## [EXERCISE DIRECTIONS]
Omit every image, and transcribe the remaining entries exactly as given.

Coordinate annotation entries
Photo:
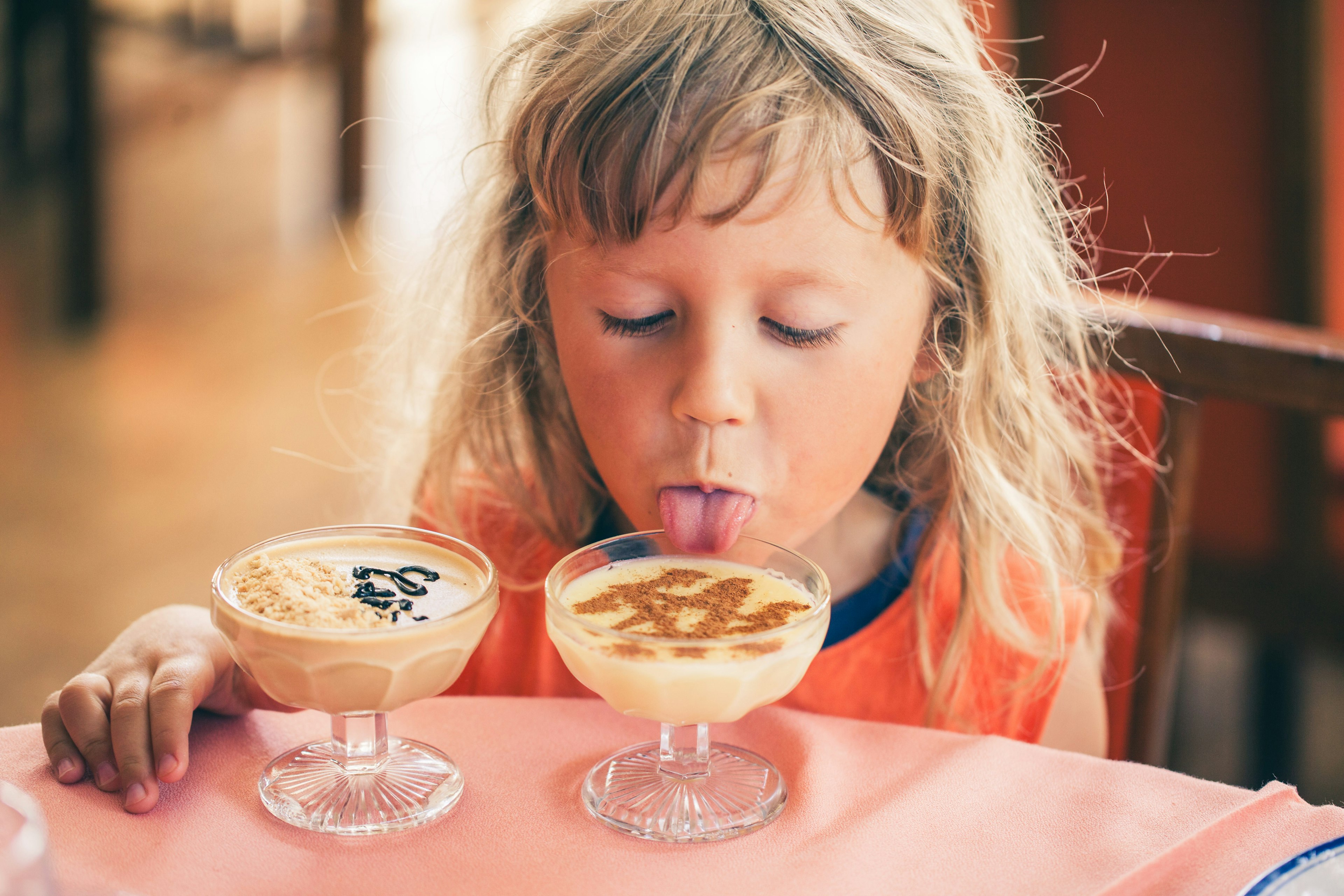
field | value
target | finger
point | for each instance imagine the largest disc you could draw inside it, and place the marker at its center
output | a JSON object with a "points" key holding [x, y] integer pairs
{"points": [[84, 711], [131, 743], [61, 750], [175, 691]]}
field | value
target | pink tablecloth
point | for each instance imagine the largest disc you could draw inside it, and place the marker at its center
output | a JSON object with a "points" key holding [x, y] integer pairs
{"points": [[873, 809]]}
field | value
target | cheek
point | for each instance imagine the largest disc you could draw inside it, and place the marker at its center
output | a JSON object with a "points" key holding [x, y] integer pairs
{"points": [[839, 421], [613, 402]]}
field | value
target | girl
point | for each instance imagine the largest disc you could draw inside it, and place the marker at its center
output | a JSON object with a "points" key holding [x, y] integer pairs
{"points": [[796, 269]]}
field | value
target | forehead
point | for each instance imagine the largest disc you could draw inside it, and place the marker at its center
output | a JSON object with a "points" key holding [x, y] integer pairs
{"points": [[816, 230], [792, 205]]}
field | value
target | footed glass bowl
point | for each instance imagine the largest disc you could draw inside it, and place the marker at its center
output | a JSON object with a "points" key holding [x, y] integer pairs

## [WRITTEN REPLY]
Photo:
field | value
target | finger
point | for each instance imagine the largest disc you could draw inside it, and place the marker at its center
output | a JSON object with a "points" key holding [x, y] integer pairs
{"points": [[84, 711], [131, 743], [61, 750], [175, 691]]}
field | value
target | pink tablecloth
point | for each instance imagine the largest disc you could draw inside it, and place the marker at its center
output | a JSON object with a "points" key holding [x, y] integer pairs
{"points": [[873, 809]]}
field | value
target | cheek
point | for each instance imagine the largest disc you could draw inside it, and place the marker at its center
output | a JSON object with a "points" key holding [x, y] integer pairs
{"points": [[839, 421], [613, 402]]}
field | value
target | girl
point | for each instance imagine the largest disc you could draw inside it, and place the marker at its center
output | a JSON object with a "points" key holding [x, y] integer pairs
{"points": [[796, 269]]}
field | value
target | forehead
point | for each instance imagine the largest disc you could draw inside it, and place the marker at its center
output | a JSON object with a "points" key holding [x, y] integer pairs
{"points": [[816, 230], [792, 205]]}
field | value
target | footed glass bowl
point | for each instance imagine the largest disc you could draw inside it, and place the marker at its center
output | a JSON object with a "points" key holding [x, y] integer pairs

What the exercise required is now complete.